[Stored items]
— Start —

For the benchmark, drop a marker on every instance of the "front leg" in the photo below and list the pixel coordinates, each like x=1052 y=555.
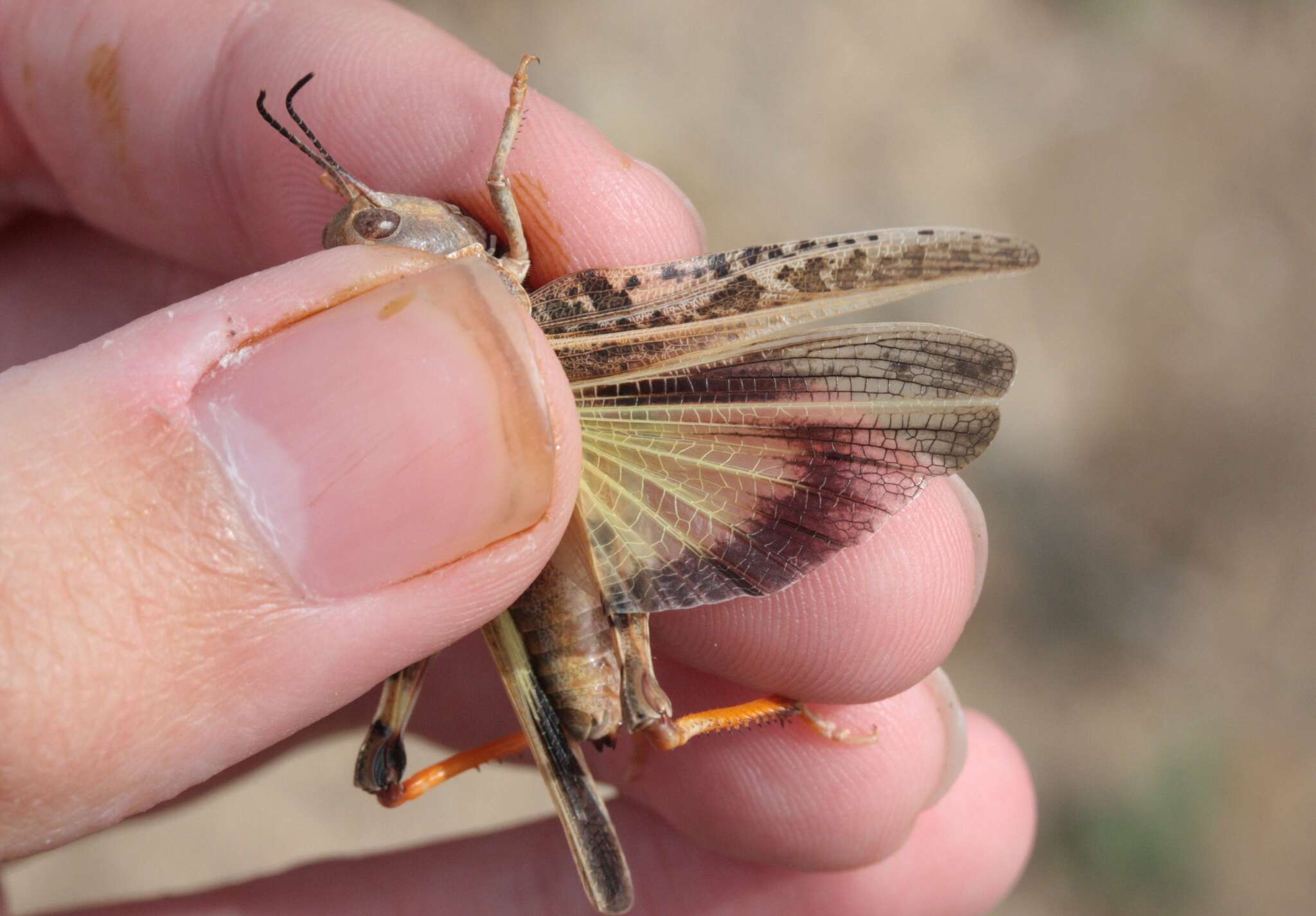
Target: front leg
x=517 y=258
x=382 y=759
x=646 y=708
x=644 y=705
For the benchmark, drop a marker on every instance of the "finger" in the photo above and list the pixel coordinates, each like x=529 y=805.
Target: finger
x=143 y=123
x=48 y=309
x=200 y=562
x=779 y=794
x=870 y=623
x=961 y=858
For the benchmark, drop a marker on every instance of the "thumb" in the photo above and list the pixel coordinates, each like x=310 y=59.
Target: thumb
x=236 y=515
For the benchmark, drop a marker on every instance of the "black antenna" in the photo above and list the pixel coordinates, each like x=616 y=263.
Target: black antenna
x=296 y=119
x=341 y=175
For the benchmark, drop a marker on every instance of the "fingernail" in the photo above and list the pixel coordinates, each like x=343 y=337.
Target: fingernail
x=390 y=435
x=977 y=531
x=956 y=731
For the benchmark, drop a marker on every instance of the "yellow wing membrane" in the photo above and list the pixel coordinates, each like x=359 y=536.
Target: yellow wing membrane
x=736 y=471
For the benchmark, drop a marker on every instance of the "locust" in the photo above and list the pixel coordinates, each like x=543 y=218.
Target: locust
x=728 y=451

— End —
— Start —

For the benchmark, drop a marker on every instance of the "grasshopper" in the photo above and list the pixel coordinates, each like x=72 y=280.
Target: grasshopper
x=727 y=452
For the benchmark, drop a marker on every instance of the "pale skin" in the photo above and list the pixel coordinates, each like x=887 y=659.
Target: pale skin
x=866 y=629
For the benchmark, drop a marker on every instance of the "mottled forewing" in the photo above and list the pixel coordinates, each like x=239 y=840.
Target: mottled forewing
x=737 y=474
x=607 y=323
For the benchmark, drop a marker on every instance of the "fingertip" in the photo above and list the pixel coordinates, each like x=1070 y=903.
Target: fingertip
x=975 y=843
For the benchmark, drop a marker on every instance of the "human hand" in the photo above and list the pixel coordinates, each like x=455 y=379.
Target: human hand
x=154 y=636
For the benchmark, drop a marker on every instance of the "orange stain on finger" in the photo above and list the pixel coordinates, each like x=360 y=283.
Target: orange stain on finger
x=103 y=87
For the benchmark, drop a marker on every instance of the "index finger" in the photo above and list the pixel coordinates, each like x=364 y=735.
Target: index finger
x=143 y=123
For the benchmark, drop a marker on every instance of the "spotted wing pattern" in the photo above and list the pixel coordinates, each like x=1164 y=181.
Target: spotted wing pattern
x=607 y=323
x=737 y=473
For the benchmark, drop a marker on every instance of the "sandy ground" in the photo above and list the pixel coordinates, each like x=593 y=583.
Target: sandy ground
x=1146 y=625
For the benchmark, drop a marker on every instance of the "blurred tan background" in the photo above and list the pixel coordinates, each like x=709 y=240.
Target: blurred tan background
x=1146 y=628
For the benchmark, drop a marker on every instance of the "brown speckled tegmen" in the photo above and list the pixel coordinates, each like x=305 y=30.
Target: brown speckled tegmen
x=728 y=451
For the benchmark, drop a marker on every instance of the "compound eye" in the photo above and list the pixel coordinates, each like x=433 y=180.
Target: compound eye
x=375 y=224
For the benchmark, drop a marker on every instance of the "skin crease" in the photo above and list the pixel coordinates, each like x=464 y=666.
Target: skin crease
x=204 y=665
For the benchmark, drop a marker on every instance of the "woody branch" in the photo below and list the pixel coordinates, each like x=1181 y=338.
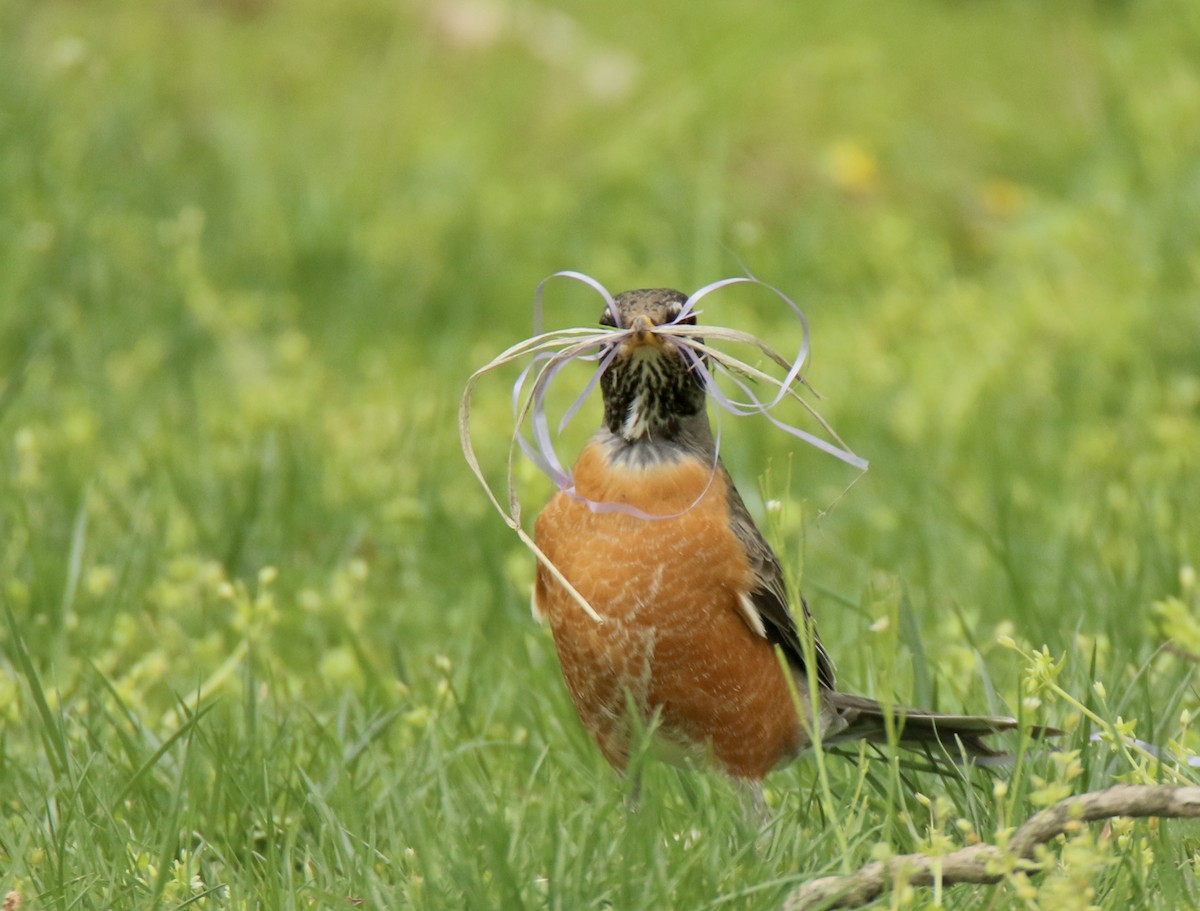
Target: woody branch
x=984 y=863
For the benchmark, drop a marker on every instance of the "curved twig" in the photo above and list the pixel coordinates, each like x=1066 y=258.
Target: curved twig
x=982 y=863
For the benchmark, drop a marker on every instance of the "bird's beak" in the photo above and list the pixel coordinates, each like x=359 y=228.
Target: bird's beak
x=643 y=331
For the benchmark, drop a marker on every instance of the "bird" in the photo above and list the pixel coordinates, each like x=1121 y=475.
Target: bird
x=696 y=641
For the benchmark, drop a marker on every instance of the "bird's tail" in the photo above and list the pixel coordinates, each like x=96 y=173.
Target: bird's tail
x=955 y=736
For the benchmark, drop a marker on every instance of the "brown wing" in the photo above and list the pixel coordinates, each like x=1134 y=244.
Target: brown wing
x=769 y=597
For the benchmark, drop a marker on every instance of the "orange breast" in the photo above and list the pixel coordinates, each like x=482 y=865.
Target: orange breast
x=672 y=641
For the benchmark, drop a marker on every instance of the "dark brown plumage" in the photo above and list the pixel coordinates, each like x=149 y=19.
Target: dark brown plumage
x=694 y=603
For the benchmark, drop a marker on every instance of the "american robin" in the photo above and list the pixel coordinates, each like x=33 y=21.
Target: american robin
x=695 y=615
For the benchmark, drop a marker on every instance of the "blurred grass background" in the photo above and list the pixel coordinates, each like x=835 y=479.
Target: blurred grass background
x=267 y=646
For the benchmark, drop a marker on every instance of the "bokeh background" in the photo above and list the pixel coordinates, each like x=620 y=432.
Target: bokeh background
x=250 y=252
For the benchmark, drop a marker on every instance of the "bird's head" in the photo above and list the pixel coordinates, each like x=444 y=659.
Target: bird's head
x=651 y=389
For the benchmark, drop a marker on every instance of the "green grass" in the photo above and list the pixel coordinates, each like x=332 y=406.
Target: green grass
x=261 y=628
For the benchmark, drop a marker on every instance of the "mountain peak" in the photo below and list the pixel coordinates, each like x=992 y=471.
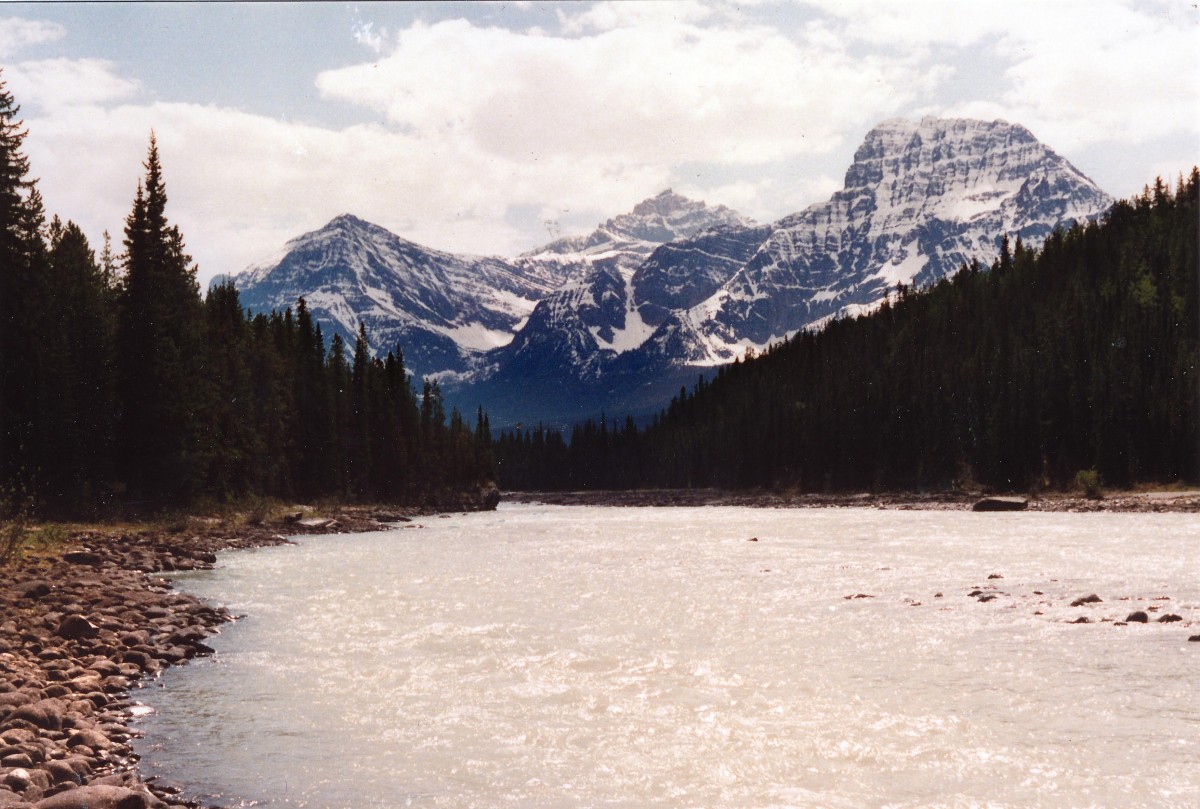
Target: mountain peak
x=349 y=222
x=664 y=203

— End —

Stated exercise. Please rescale the stretch of rows from the line containing "like x=72 y=280." through the line containing "x=1146 y=628", both lines included, by writing out every line again, requests too, with each answer coordinate multiplied by 2.5 and rounded to a whole number, halves up. Keep the requests and their sample coordinates as they are.

Answer below.
For the benchmark, drop a marker on every instance of the "grasshopper" in the photo above and list the pixel coordinates, each like x=72 y=280.
Target: grasshopper
x=1818 y=1130
For the benchmark, drop a marker on every instance of the "pale skin" in the photo above and list the pixel coordinates, each like x=887 y=659.
Target: pale skin
x=2165 y=1573
For the benchmark, drop a marker on every instance of the "mottled forewing" in the photo above and list the pixel coordinates, each like x=239 y=840.
Target: mottled forewing
x=1843 y=1185
x=1518 y=808
For the benchmark, drop a marker on every instance of the "fingertip" in the photo above and list the pixel coordinates, each like x=1070 y=903.
Target: fingertip
x=2438 y=2108
For the benchmark, drop a marker on every instance of the "human hand" in the photo above and list the pixel coordinates, each like x=455 y=379.
Target: human hand
x=385 y=1590
For the benchmark, drop a marker on every instance of the "orange stain on finger" in the photo above and list the pixel coordinates, each like x=360 y=283.
Target: orange stain on finger
x=258 y=218
For the benchmark, drop a marker on every instance of the "index finger" in the photo above and list the pixel coordinates, each like x=364 y=735.
Target: index finger
x=358 y=308
For the benchmark, drop a marker on every instance of the "spotted wing pattern" in the photo above and list the pixel coordinates, each like x=1164 y=181.
Target: spotted wing pattern
x=1518 y=808
x=1843 y=1183
For the benchmark, drop a marker on every instance of the "sandy ground" in the photo above and list the pixel coordinates, each like x=593 y=583.
Target: sandy ground
x=2865 y=1563
For the benchmark, drop a marker on every instance of the "blurred tan background" in the photo above and list the pixel coordinates, each like x=709 y=240.
Target: blurred tan background
x=2865 y=1570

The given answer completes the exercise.